- _Set task 1_
Write out the passage of the Tesseract OCR guide from "The Syncfusion^® .NET" up to and including "and automation workflows.", keeping every character unchanged.

- _Page text_
Extract Text from Scanned PDFs Using Tesseract OCR 5.x in Docker on Linux

The Syncfusion^® .NET Optical Character Recognition (OCR) Library enables developers to extract text from scanned PDF documents and image files with minimal C# code. It converts raster-based PDFs into searchable and selectable documents, making it ideal for digitization and automation workflows.

By default, the library supports Tesseract OCR version 4. However, developers can also use Tesseract 5.x and later by configuring the library to work with an external OCR engine. This flexibility allows integration with the latest Tesseract features while maintaining compatibility with existing setups.

Extracted text can be saved in various formats—plain text, structured data, or searchable PDFs—ensuring high-accuracy recognition across multiple languages and layouts.

Steps to perform text recognition using the latest Tesseract in a Docker-based Linux environment

Create a new project: Create a new ASP.NET Core application project designed to perform OCR using the latest version of Tesseract, deployed within a Docker-based Linux environment.
Enable Docker Support: Configure your project to use Docker with Linux as the target operating system for containerization.
Install Required Packages: Add the Syncfusion.PDF.OCR.Net.Core NuGet package from Nuget.org to your project.
Install Docker Environment: In the Dockerfile, include the following commands to install the necessary dependency packages inside the Docker container.

RUN apt-get update && apt-get install -y tesseract-ocr
USER $APP_UID
WORKDIR /app

In the Index.cshtml file, add the following button element.

@{Html.BeginForm("PerformOCR", "Home", FormMethod.Get);
   {
       <div>
           <input type="submit" value="Perform OCR on PDF" style="width:200px;height:27px" />
       </div>
   }
   Html.EndForm();
}

In the HomeController.cs file, which is added by default when creating an ASP.NET Core project, include the following namespaces.

using Syncfusion.Drawing;
using Syncfusion.OCRProcessor;
using Syncfusion.Pdf.Graphics;
using Syncfusion.Pdf.Parsing;

In the HomeController.cs file, create a new action method named PerformOCR, and include the following code to extract text from a PDF and save both the OCR-enhanced PDF and the extracted text using the Tesseract OCR engine.

public IActionResult PerformOCR()
{
    string docPath = Path.GetFullPath(@"Data/Input.pdf");
    //Initialize the OCR processor.
    using (OCRProcessor processor = new OCRProcessor())
    {
        FileStream fileStream = new FileStream(docPath, FileMode.Open, FileAccess.Read);
        //Load a PDF document
        PdfLoadedDocument lDoc = new PdfLoadedDocument(fileStream);
        //Set OCR language to process
        processor.Settings.Language = Languages.English;
        IOcrEngine tesseractEngine = new Tesseract5OCREngine();
        processor.ExternalEngine = tesseractEngine;
        //Process OCR by providing the PDF document.
        processor.PerformOCR(lDoc);
        //Create memory stream
        using (MemoryStream stream = new MemoryStream())

- _Extracted entries_
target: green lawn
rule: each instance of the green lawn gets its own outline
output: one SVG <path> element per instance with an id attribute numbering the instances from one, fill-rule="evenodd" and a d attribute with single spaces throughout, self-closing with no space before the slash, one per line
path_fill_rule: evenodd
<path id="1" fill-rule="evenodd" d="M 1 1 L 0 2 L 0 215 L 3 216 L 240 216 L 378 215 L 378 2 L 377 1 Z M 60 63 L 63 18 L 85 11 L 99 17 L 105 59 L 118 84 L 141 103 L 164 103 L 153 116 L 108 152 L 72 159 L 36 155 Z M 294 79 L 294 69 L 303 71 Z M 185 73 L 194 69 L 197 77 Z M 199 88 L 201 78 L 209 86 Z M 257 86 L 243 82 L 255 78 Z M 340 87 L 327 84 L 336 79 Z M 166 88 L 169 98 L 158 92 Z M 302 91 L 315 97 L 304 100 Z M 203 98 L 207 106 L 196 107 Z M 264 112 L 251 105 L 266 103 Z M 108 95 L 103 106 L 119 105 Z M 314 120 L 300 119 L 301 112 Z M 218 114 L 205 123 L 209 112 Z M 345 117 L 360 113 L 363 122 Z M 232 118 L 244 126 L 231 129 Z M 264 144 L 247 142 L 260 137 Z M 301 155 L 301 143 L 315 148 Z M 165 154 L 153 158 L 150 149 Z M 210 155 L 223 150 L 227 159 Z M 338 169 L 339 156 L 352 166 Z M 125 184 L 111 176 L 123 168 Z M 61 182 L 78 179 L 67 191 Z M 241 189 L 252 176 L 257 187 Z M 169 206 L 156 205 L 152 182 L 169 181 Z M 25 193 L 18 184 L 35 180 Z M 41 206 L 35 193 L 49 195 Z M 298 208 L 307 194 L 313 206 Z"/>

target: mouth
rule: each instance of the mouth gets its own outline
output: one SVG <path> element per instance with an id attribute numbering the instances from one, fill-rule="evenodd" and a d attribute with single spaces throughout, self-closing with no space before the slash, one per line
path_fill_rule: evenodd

- _Set task 2_
Repeat the entries from the line with "target: mouth" up to and including the last line of the entries, with no changes.

- _Final answer 1_
The Syncfusion^® .NET Optical Character Recognition (OCR) Library enables developers to extract text from scanned PDF documents and image files with minimal C# code. It converts raster-based PDFs into searchable and selectable documents, making it ideal for digitization and automation workflows.

- _Final answer 2_
target: mouth
rule: each instance of the mouth gets its own outline
output: one SVG <path> element per instance with an id attribute numbering the instances from one, fill-rule="evenodd" and a d attribute with single spaces throughout, self-closing with no space before the slash, one per line
path_fill_rule: evenodd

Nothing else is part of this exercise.